**WRITTEN TASK 1**
Duplicate the stretch of the exam-question solution from "In an examination, a" through "the questions ?".
**WRITTEN TASK 2**
In the solution about choosing exam questions, how many ways are there to pick 4 questions from Part I and 4 from Part II?

**READING TEXT**
========================================

In an examination, a question pater consists of 12 questions divided into two parts i.e., Part I and Part II, containing 5 and 7 questions, respectively. A student is required to attempt 8 questions in all, selecting at least 3 from each part. In how many ways can a students select the questions ?

To solve the problem of how many ways a student can select questions from the examination paper, we will break it down step by step. ### Step 1: Understand the Problem We have two parts of questions: - Part I: 5 questions - Part II: 7 questions A student must attempt a total of 8 questions, with at least 3 questions from each part. ### Step 2: Determine the Possible Combinations Given the requirement of selecting at least 3 questions from each part, we can have the following combinations of selections: 1. 3 questions from Part I and 5 questions from Part II 2. 4 questions from Part I and 4 questions from Part II 3. 5 questions from Part I and 3 questions from Part II ### Step 3: Calculate the Number of Ways for Each Combination #### Combination 1: 3 from Part I and 5 from Part II - The number of ways to choose 3 questions from Part I (5 questions): \[ \text{Ways from Part I} = \binom{5}{3} = \frac{5!}{3!(5-3)!} = \frac{5 \times 4}{2 \times 1} = 10 \] - The number of ways to choose 5 questions from Part II (7 questions): \[ \text{Ways from Part II} = \binom{7}{5} = \binom{7}{2} = \frac{7!}{5!(7-5)!} = \frac{7 \times 6}{2 \times 1} = 21 \] - Total ways for this combination: \[ \text{Total for Combination 1} = 10 \times 21 = 210 \] #### Combination 2: 4 from Part I and 4 from Part II - The number of ways to choose 4 questions from Part I: \[ \text{Ways from Part I} = \binom{5}{4} = 5 \] - The number of ways to choose 4 questions from Part II: \[ \text{Ways from Part II} = \binom{7}{4} = \frac{7!}{4!(7-4)!} = \frac{7 \times 6 \times 5}{3 \times 2 \times 1} = 35 \] - Total ways for this combination: \[ \text{Total for Combination 2} = 5 \times 35 = 175 \] #### Combination 3: 5 from Part I and 3 from Part II - The number of ways to choose 5 questions from Part I: \[ \text{Ways from Part I} = \binom{5}{5} = 1 \] - The number of ways to choose 3 questions from Part II: \[ \text{Ways from Part II} = \binom{7}{3} = \frac{7!}{3!(7-3)!} = \frac{7 \times 6 \times 5}{3 \times 2 \times 1} = 35 \] - Total ways for this combination: \[ \text{Total for Combination 3} = 1 \times 35 = 35 \] ### Step 4: Calculate the Total Number of Ways Now, we add the total ways from all combinations: \[ \text{Total Ways} = 210 + 175 + 35 = 420 \] ### Final Answer The total number of ways a student can select the questions is **420**. ---

========================================

[Records from a data source]
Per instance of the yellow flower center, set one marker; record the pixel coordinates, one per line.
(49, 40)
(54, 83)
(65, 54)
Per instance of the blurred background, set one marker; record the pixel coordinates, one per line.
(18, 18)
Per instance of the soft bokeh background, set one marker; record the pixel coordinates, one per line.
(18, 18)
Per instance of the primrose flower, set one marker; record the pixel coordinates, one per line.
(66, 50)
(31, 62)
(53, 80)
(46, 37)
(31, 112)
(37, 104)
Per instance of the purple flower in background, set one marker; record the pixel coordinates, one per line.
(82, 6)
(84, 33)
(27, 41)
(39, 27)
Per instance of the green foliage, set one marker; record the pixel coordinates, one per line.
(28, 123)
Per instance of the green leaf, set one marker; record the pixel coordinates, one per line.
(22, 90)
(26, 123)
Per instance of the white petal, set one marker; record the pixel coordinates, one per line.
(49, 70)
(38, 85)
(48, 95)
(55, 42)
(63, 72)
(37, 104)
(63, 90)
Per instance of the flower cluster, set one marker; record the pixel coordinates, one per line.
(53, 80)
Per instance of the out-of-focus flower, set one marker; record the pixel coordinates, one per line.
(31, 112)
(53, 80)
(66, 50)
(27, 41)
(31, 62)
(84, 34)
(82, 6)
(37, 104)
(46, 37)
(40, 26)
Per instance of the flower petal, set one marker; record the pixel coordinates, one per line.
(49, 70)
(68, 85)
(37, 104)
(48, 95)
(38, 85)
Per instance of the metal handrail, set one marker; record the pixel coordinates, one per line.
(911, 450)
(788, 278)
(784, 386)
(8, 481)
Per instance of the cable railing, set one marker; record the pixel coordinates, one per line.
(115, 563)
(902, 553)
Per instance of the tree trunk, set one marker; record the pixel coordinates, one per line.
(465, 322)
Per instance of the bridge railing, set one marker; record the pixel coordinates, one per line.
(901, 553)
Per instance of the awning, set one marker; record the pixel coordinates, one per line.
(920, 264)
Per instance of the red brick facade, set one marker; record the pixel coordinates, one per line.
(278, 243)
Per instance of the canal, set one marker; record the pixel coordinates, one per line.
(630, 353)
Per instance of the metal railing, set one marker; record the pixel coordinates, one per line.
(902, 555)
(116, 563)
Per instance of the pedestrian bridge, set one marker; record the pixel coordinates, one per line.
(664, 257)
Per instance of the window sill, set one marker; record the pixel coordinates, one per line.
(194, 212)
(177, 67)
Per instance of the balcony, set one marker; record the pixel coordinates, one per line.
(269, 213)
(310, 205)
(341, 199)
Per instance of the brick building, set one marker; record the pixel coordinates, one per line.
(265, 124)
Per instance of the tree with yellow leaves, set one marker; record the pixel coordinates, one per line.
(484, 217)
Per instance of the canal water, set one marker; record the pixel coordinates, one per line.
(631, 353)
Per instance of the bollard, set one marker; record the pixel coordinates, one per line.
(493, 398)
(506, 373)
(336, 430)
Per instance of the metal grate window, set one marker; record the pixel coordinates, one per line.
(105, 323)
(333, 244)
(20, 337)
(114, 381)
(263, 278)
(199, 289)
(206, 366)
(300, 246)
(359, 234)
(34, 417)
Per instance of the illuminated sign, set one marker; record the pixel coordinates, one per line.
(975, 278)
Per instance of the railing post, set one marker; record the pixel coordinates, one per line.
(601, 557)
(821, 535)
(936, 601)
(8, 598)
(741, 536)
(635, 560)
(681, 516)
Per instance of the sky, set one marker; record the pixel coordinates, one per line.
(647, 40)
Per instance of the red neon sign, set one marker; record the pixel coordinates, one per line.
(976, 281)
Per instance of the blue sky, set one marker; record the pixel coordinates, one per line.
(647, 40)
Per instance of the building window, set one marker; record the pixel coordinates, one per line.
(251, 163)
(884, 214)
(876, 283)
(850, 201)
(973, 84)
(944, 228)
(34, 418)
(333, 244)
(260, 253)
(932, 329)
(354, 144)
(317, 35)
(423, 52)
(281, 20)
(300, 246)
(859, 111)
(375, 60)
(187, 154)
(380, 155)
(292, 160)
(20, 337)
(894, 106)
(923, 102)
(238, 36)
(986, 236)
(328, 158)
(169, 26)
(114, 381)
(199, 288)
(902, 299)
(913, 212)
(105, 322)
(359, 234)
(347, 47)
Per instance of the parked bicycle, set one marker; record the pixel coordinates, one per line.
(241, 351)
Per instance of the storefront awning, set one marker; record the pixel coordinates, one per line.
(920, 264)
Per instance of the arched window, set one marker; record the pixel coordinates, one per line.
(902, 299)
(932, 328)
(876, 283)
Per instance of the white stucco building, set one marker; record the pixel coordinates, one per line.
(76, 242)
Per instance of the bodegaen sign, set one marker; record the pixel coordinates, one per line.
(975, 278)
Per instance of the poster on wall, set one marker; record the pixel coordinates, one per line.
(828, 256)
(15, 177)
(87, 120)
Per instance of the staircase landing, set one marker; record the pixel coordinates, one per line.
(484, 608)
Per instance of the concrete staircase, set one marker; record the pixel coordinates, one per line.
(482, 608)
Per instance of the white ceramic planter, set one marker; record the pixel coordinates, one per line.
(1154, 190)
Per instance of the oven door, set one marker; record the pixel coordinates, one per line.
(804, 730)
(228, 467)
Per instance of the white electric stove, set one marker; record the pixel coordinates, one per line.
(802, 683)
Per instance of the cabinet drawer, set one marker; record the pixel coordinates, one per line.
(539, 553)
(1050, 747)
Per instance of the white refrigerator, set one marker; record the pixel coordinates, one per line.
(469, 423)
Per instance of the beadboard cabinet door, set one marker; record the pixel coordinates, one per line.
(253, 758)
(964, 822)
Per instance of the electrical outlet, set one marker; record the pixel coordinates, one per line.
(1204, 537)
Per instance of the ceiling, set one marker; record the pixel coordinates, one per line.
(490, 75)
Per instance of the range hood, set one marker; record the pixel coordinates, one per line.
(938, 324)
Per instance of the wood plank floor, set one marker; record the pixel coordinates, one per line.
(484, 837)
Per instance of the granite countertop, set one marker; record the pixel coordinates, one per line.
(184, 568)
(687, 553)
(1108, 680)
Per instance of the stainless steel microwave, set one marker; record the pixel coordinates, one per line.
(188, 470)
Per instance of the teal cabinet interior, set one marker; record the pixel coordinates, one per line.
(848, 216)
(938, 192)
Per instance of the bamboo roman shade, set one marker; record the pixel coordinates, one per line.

========================================

**FINAL ANSWER 1**
In an examination, a question pater consists of 12 questions divided into two parts i.e., Part I and Part II, containing 5 and 7 questions, respectively. A student is required to attempt 8 questions in all, selecting at least 3 from each part. In how many ways can a students select the questions ?

**FINAL ANSWER 2**
175